▸ **STATED GOAL**:
Copy without alteration the lines of the rows below, from the line containing "In this exercise you will mark each instance of the bare" through the final line, with both ends included.

Entries from a dataset:
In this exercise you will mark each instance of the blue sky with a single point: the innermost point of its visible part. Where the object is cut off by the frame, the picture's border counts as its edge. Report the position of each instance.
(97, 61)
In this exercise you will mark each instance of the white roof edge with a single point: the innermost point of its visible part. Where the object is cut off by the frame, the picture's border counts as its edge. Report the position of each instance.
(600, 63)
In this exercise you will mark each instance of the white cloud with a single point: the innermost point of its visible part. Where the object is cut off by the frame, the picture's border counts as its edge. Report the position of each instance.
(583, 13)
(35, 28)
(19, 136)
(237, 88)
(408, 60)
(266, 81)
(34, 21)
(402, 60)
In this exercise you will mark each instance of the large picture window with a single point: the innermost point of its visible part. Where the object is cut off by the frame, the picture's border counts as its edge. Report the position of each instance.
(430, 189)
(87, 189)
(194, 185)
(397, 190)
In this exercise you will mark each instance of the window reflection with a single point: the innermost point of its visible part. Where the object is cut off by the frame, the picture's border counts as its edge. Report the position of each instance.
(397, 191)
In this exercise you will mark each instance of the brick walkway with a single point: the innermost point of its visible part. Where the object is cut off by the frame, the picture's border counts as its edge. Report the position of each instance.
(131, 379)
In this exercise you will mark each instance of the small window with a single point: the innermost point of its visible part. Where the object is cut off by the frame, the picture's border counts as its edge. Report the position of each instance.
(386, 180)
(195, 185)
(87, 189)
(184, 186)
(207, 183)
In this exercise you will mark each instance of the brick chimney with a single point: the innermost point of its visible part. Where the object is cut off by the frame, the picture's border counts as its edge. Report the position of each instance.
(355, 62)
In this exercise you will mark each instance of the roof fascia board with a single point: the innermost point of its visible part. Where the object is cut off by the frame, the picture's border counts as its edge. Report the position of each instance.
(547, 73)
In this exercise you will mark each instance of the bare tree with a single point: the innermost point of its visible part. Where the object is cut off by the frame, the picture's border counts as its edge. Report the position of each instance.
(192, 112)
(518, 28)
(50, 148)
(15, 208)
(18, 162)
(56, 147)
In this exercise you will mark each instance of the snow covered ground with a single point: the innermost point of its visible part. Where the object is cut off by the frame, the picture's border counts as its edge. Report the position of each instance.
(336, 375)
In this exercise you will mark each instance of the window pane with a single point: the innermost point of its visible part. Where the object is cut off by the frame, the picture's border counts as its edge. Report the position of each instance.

▸ **ANSWER FOR THE TASK**:
In this exercise you will mark each instance of the bare tree with a single point: the innermost point of its visible part. Where the object is cut off by the frame, the picture's border counts as its edge. Report the position of each instance.
(192, 112)
(518, 28)
(50, 148)
(15, 208)
(18, 162)
(56, 147)
In this exercise you will mark each instance of the snow covered ground with a single point: the innermost point of its visible part. Where the object is cut off by the frame, the picture's border counts as its edge. Report the position of each instance.
(336, 375)
In this exercise you will mark each instance of the window pane with a single point: the innermost point of its visible part. Where the object is cut off by the frame, the picture's border counts as its edge. Report the position of each instance.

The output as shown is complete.